* _Excerpted passage_
Random Forests

Worksheet 3

Published

February 26, 2024

The aim of this worksheet1 is to learn how to use random forests with R. This requires the package randomForest, that should be installed and loaded. The method is illustrated on examples taken from the UCI Machine Learning repository. The corresponding datasets are available in the R package mlbench:

library(randomForest)
library(mlbench)

Random forest: training, interpretation and tuning

Exercise 1 In this exercise, we use random forests to discriminate between sonar signals bounced off a metal cylinder and sonar signals bounced off a roughly cylindrical rock. The data are contained in the dataset Sonar:

data(Sonar)
  1. Using
?Sonar

tell how many possible predictors the dataset includes. What are their types? How many observations are there?

  1. Randomly split the data into a training set (with size 100) and a test set (with size 108).
  1. Use the function randomForest to train a random forest on the training set with default parameters (use the formula syntax described in ?randomForest and the options keep.inbag=TRUE and importance=TRUE). What are the OOB predictions (for this training set)? Deduce the resulting OOB error. Display the confusion matrix associated with OOB predictions.

  2. Using ?randomForest, describe what is in ntree, mtry, votes, oob.times, err.rate, and inbag in the random forest object from the previous question.

  3. What is the OOB prediction for the 50th observation in the training set? What is the true class for this observation? How many times has it been included to design a tree? In which trees has it been included? How many (OOB) trees voted for the prediction `R’ for this observation?

  4. Using the plot.randomForest function, make a plot that displays the evolution of the OOB error rate when the number of trees in the forest increases. What do the various curves represent? Add a legend and comment.

  5. Using ?randomForest again, describe what is in importance in the random forest object. Make a barplot of the predictor importances ranked in decreasing order.

  6. With the function predict, predict the output of the random forest on the test set and find the test misclassification rate. Comment.

  7. Use the package e1071 and the function tune.randomForest to find, with a 10-fold cross validation (this is the default) performed on the training set, which pair of parameters is the best among ntree=c(500, 1000, 1500, 2000) and mtry=c(5, 7, 10, 15, 20). Set the option importance to TRUE so that you can later explore the predictor importances for the best model. Use the functions summary and plot to interpret the results.

library(e1071)

* _Given task 1_
Transcribe the random forests worksheet from "1. Randomly split" to "with OOB predictions.".

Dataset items

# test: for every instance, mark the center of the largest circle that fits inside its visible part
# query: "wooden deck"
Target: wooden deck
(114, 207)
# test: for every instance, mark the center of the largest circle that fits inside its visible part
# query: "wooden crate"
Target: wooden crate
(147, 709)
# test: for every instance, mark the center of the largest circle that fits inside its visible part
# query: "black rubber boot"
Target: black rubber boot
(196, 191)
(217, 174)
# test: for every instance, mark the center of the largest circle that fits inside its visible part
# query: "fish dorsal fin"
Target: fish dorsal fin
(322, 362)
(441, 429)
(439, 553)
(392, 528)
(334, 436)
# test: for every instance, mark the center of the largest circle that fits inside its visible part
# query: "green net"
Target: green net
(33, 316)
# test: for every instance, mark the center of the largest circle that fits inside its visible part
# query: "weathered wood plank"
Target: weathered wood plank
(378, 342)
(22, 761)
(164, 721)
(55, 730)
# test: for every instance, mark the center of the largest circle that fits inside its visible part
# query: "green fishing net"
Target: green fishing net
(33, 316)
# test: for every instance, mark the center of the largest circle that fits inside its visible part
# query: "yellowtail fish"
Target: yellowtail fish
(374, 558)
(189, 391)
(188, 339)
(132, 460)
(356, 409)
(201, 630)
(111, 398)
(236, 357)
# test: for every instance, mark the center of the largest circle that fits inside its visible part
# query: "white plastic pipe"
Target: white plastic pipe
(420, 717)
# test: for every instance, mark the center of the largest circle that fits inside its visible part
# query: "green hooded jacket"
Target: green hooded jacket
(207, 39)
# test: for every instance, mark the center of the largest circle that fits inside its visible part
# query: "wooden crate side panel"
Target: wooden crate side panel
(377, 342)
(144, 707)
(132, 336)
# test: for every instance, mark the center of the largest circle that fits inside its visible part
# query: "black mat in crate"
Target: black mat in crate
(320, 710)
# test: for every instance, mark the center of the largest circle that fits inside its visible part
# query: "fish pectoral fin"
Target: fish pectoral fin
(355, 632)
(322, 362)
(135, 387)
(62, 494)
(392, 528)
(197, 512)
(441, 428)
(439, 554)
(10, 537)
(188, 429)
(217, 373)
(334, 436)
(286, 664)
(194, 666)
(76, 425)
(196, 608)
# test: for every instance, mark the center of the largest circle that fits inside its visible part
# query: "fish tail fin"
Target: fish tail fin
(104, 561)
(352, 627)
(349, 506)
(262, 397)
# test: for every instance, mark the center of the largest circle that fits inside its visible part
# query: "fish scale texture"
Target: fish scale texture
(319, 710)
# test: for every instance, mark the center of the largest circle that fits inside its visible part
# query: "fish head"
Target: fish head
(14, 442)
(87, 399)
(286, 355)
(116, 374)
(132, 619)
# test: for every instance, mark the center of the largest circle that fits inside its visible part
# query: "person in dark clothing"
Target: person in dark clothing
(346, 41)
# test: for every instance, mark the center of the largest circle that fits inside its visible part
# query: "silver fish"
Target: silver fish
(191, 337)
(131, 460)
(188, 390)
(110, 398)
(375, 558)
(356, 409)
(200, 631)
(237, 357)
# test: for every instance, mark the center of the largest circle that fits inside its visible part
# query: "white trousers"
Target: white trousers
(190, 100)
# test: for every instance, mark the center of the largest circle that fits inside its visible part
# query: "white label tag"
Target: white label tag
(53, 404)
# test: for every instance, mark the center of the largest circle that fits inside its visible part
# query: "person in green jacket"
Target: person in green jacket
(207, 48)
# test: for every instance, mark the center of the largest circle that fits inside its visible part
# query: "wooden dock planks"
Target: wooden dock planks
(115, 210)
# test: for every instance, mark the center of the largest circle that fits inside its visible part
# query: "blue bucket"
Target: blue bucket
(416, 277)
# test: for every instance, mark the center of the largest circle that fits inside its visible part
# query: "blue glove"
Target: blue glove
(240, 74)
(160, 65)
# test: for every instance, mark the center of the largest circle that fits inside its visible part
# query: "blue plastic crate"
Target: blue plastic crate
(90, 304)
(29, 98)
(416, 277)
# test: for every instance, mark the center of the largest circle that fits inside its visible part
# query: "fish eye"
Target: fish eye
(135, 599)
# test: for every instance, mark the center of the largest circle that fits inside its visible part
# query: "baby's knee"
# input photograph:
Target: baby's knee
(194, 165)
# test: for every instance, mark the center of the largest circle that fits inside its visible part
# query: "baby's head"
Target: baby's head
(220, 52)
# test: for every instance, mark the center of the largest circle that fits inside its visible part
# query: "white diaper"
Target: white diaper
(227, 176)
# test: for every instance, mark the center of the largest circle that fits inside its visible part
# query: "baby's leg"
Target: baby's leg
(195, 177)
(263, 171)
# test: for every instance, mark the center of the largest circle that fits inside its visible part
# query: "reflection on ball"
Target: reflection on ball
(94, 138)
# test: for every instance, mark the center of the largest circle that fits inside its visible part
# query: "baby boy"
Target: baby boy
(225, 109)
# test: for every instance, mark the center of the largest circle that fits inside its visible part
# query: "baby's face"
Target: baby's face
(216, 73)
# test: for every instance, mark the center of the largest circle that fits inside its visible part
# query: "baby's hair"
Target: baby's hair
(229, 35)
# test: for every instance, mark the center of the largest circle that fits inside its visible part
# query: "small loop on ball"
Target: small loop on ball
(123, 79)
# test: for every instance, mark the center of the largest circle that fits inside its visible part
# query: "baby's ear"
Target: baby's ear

* _Given task 2_
Show each line of the rows that contains the string "label".

* _Task answer 1_
1. Randomly split the data into a training set (with size 100) and a test set (with size 108).
  1. Use the function randomForest to train a random forest on the training set with default parameters (use the formula syntax described in ?randomForest and the options keep.inbag=TRUE and importance=TRUE). What are the OOB predictions (for this training set)? Deduce the resulting OOB error. Display the confusion matrix associated with OOB predictions.

* _Task answer 2_
# query: "white label tag"
Target: white label tag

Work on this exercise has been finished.